> _Text excerpt_:

Globe Cinema was a single screen cinema hall and heritage building located in Lindsay Street (opposite New Market entrance), Kolkata, West Bengal, India. The theatre was previously known as Old Opera House. The wooden opera house was established in 1827 and sold to E M Cohen in 1906. Cohen converted it into a movie theatre and named it Globe Cinema. The theatre was owned by Sidhwa family and Jal Tata. Dhansri Abasan Pvt Ltd partnered with Goldstar Enclave Pvt Ltd and acquired the Globe Theatre Pvt Ltd from them.

The gigantic single-screen theatre has made way for a mini-mall with a twin-theatre multiplex, over 100 retail stores and a food court.

History 
The original wooden opera house was established in 1827. In 1906, the house, then known as Bijou Grand Opera House, was sold by E. H. Ducasse to E.M. Cohen. Cohen renamed it Grand Opera House. Later it was converted into a theatre hall and named Globe Cinema. This was one of the first few theatres in Calcutta which regularly screened English movies.

> _Given instruction 1_:
Return every line of the records that contains the word "relief". Matching is case-sensitive.
The Globe Cinema text and the records have nothing to do with each other.

Excerpt from the dataset
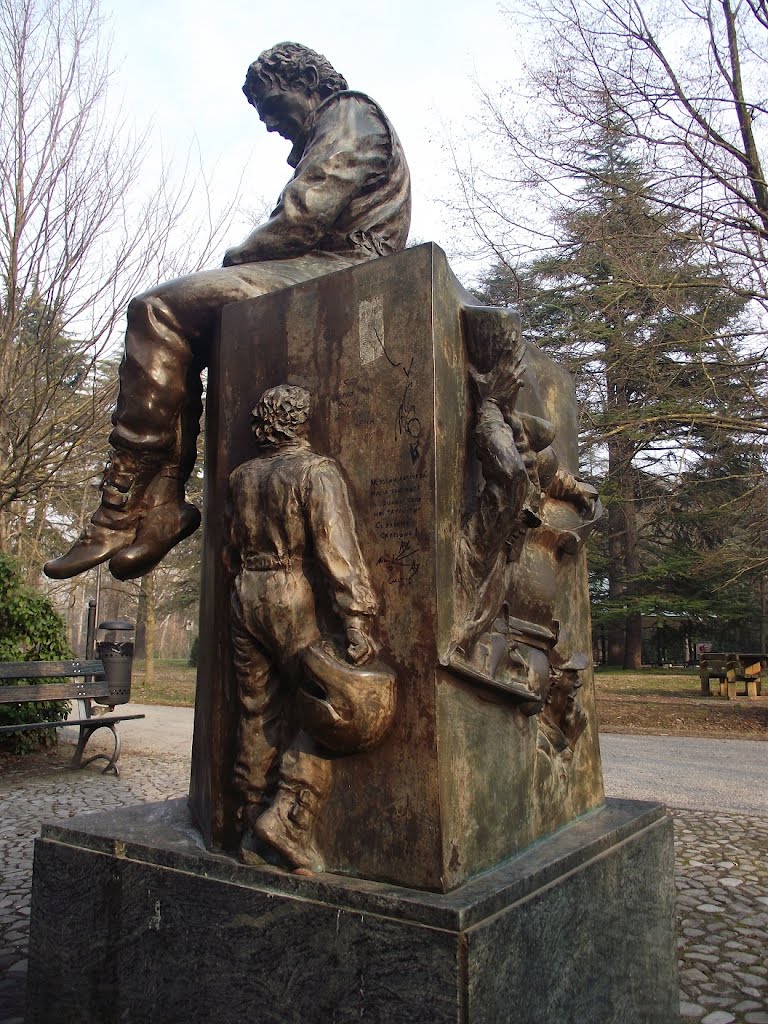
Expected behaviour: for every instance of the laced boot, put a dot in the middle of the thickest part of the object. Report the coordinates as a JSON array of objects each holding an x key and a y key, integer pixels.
[
  {"x": 113, "y": 525},
  {"x": 287, "y": 825},
  {"x": 168, "y": 520}
]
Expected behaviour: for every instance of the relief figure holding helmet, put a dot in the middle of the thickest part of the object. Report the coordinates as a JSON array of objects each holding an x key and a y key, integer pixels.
[{"x": 303, "y": 697}]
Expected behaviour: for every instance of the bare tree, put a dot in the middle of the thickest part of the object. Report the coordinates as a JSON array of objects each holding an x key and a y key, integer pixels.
[{"x": 81, "y": 230}]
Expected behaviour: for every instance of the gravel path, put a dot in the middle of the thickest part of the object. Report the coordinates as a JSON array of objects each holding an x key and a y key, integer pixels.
[{"x": 721, "y": 850}]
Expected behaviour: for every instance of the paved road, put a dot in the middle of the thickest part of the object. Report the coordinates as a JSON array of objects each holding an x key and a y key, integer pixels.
[
  {"x": 728, "y": 775},
  {"x": 721, "y": 870},
  {"x": 708, "y": 774}
]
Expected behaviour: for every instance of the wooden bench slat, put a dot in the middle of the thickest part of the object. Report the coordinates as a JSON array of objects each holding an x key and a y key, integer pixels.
[
  {"x": 96, "y": 722},
  {"x": 51, "y": 691},
  {"x": 46, "y": 670}
]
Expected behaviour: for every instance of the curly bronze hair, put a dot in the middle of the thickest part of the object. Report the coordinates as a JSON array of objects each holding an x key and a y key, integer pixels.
[
  {"x": 292, "y": 66},
  {"x": 282, "y": 414}
]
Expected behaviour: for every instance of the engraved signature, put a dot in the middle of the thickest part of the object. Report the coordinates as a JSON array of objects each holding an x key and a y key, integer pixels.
[
  {"x": 407, "y": 421},
  {"x": 347, "y": 392},
  {"x": 402, "y": 567}
]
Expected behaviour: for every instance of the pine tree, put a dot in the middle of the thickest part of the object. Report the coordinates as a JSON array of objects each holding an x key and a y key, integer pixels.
[{"x": 628, "y": 303}]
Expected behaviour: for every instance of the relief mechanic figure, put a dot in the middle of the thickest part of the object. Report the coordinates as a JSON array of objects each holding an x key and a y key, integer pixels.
[
  {"x": 301, "y": 699},
  {"x": 348, "y": 201}
]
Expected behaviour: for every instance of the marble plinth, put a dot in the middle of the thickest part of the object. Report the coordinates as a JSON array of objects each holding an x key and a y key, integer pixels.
[{"x": 133, "y": 921}]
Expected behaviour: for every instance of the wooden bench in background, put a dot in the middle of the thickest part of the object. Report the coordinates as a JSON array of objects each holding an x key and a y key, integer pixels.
[
  {"x": 87, "y": 687},
  {"x": 730, "y": 670}
]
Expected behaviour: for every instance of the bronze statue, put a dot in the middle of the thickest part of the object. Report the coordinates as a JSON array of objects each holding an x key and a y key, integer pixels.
[
  {"x": 301, "y": 698},
  {"x": 348, "y": 201}
]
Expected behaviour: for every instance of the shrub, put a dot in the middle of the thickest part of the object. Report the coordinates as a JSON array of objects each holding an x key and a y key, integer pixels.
[{"x": 31, "y": 630}]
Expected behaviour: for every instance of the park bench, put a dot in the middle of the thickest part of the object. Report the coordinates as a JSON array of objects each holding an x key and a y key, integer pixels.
[
  {"x": 88, "y": 687},
  {"x": 730, "y": 670}
]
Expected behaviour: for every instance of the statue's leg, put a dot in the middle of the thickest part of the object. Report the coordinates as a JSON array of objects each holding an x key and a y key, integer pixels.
[
  {"x": 287, "y": 826},
  {"x": 157, "y": 419},
  {"x": 155, "y": 426}
]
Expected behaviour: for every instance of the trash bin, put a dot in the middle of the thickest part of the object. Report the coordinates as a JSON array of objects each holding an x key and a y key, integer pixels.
[{"x": 115, "y": 648}]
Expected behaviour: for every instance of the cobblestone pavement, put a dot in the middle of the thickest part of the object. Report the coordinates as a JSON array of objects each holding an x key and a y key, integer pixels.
[{"x": 722, "y": 877}]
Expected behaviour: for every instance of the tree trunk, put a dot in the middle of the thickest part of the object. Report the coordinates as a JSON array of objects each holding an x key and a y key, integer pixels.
[{"x": 147, "y": 595}]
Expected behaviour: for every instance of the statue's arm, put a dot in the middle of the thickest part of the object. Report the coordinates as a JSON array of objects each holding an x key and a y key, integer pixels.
[
  {"x": 337, "y": 548},
  {"x": 348, "y": 151}
]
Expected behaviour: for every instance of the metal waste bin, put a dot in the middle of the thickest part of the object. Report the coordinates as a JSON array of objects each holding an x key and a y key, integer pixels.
[{"x": 115, "y": 648}]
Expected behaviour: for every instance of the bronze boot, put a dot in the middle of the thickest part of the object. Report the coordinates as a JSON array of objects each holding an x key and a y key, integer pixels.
[
  {"x": 288, "y": 824},
  {"x": 113, "y": 525},
  {"x": 168, "y": 520}
]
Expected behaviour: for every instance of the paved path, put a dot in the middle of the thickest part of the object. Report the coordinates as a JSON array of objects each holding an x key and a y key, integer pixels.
[
  {"x": 711, "y": 774},
  {"x": 721, "y": 850}
]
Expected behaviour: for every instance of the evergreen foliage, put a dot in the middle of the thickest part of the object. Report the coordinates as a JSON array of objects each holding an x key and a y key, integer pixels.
[
  {"x": 628, "y": 302},
  {"x": 31, "y": 630}
]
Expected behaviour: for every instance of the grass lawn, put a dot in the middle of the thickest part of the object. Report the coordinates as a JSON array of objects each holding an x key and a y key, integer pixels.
[
  {"x": 173, "y": 684},
  {"x": 669, "y": 701},
  {"x": 666, "y": 701}
]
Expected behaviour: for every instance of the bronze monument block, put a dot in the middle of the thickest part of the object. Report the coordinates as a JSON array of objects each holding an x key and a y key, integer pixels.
[{"x": 468, "y": 773}]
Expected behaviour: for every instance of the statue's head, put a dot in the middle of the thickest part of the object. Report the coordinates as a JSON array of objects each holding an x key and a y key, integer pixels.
[
  {"x": 281, "y": 415},
  {"x": 291, "y": 67}
]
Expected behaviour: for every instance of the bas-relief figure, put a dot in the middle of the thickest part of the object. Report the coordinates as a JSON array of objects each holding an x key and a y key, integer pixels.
[
  {"x": 348, "y": 201},
  {"x": 301, "y": 699},
  {"x": 524, "y": 506},
  {"x": 309, "y": 684}
]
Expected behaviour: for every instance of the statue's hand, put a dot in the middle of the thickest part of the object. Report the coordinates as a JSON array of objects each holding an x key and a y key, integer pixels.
[
  {"x": 361, "y": 647},
  {"x": 233, "y": 257}
]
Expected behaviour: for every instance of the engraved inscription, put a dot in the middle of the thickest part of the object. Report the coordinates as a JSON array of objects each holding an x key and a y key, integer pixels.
[{"x": 371, "y": 329}]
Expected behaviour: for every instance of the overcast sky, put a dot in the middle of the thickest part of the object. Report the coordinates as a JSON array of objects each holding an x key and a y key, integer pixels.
[{"x": 182, "y": 62}]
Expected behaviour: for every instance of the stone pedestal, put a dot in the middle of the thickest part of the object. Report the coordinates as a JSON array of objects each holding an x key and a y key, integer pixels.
[
  {"x": 134, "y": 922},
  {"x": 464, "y": 778}
]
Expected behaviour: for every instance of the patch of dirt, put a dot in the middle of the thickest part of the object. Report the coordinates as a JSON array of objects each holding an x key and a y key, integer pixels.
[{"x": 712, "y": 718}]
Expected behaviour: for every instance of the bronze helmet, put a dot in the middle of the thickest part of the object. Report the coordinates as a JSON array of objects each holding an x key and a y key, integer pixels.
[{"x": 346, "y": 708}]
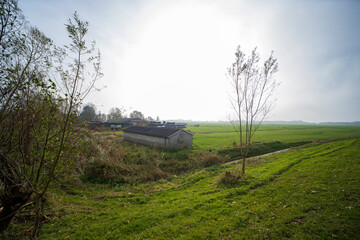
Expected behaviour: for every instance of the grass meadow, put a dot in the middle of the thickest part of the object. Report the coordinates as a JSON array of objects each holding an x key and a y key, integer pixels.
[
  {"x": 222, "y": 135},
  {"x": 307, "y": 193}
]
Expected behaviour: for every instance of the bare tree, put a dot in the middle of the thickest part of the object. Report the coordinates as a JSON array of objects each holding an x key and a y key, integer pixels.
[
  {"x": 252, "y": 95},
  {"x": 38, "y": 115}
]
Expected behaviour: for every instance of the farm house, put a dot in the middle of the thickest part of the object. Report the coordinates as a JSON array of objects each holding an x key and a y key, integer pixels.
[{"x": 159, "y": 137}]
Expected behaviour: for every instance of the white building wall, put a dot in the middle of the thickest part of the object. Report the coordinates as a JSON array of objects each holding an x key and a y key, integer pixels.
[{"x": 181, "y": 139}]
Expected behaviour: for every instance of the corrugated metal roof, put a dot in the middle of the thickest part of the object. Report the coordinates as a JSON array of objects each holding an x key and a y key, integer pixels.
[{"x": 153, "y": 131}]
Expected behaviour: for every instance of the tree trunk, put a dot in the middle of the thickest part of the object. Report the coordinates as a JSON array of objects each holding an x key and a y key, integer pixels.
[
  {"x": 10, "y": 206},
  {"x": 243, "y": 167}
]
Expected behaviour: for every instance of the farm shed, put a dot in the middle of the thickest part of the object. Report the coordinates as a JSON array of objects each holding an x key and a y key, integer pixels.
[{"x": 159, "y": 137}]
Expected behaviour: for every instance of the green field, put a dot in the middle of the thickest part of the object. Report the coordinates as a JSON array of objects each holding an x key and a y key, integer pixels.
[
  {"x": 307, "y": 193},
  {"x": 216, "y": 135}
]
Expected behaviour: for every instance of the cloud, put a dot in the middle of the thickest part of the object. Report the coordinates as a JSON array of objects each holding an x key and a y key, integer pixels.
[{"x": 168, "y": 58}]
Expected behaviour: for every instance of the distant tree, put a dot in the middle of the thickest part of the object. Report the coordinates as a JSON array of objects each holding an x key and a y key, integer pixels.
[
  {"x": 101, "y": 117},
  {"x": 88, "y": 113},
  {"x": 116, "y": 113},
  {"x": 252, "y": 97},
  {"x": 137, "y": 114},
  {"x": 149, "y": 118}
]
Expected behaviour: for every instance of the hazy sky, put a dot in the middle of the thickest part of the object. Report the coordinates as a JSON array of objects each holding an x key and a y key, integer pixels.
[{"x": 168, "y": 58}]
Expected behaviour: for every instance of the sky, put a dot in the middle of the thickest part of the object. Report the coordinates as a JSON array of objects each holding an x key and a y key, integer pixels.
[{"x": 168, "y": 58}]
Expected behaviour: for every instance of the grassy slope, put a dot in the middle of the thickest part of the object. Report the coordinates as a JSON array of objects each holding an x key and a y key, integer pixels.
[
  {"x": 223, "y": 135},
  {"x": 305, "y": 194}
]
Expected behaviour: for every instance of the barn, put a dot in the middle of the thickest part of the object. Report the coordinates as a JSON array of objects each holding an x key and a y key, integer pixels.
[{"x": 168, "y": 138}]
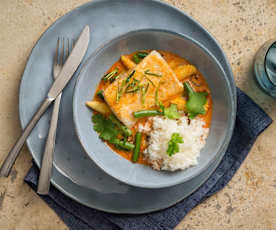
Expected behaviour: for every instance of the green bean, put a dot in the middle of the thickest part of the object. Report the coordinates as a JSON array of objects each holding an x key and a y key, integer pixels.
[
  {"x": 136, "y": 151},
  {"x": 123, "y": 144},
  {"x": 100, "y": 94},
  {"x": 126, "y": 131},
  {"x": 136, "y": 59},
  {"x": 146, "y": 113}
]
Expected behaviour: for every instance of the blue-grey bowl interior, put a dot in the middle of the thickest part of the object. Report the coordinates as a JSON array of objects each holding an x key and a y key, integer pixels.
[{"x": 99, "y": 62}]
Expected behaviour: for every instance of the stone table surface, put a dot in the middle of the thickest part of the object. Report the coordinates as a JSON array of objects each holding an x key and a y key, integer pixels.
[{"x": 241, "y": 26}]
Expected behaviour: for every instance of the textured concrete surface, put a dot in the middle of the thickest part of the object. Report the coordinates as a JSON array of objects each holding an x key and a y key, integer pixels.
[{"x": 241, "y": 26}]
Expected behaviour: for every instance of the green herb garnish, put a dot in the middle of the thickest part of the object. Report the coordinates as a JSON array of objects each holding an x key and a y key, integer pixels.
[
  {"x": 136, "y": 59},
  {"x": 130, "y": 76},
  {"x": 156, "y": 94},
  {"x": 171, "y": 112},
  {"x": 109, "y": 128},
  {"x": 173, "y": 146},
  {"x": 105, "y": 127},
  {"x": 152, "y": 74},
  {"x": 133, "y": 86},
  {"x": 100, "y": 94},
  {"x": 142, "y": 54},
  {"x": 110, "y": 75},
  {"x": 196, "y": 101},
  {"x": 144, "y": 90},
  {"x": 150, "y": 81}
]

> _Given instruction 2_:
Please print the whole Globe Cinema text above again, word for word.

> _Task result 1_:
Expected behaviour: for every instance of the relief figure holding helmet, put a dot in the middle of the thickest part of the object. Report the coordinates as a JSON array of objects each holding an x key and a y key, integer pixels.
Expected behaviour: for every instance of the relief mechanic figure, put a dot in the middle of the thickest part of the object. Report the coordinates as a JSON array of objects each holding an x key and a y key, integer pixels.
Expected behaviour: for every instance of the bas-relief figure, put a dot in the middle of the thickest part of the object. Report the coordinates as a JSON array of objects each holding an x key and a y key, integer pixels.

> _Task result 2_:
Globe Cinema was a single screen cinema hall and heritage building located in Lindsay Street (opposite New Market entrance), Kolkata, West Bengal, India. The theatre was previously known as Old Opera House. The wooden opera house was established in 1827 and sold to E M Cohen in 1906. Cohen converted it into a movie theatre and named it Globe Cinema. The theatre was owned by Sidhwa family and Jal Tata. Dhansri Abasan Pvt Ltd partnered with Goldstar Enclave Pvt Ltd and acquired the Globe Theatre Pvt Ltd from them.

The gigantic single-screen theatre has made way for a mini-mall with a twin-theatre multiplex, over 100 retail stores and a food court.

History 
The original wooden opera house was established in 1827. In 1906, the house, then known as Bijou Grand Opera House, was sold by E. H. Ducasse to E.M. Cohen. Cohen renamed it Grand Opera House. Later it was converted into a theatre hall and named Globe Cinema. This was one of the first few theatres in Calcutta which regularly screened English movies.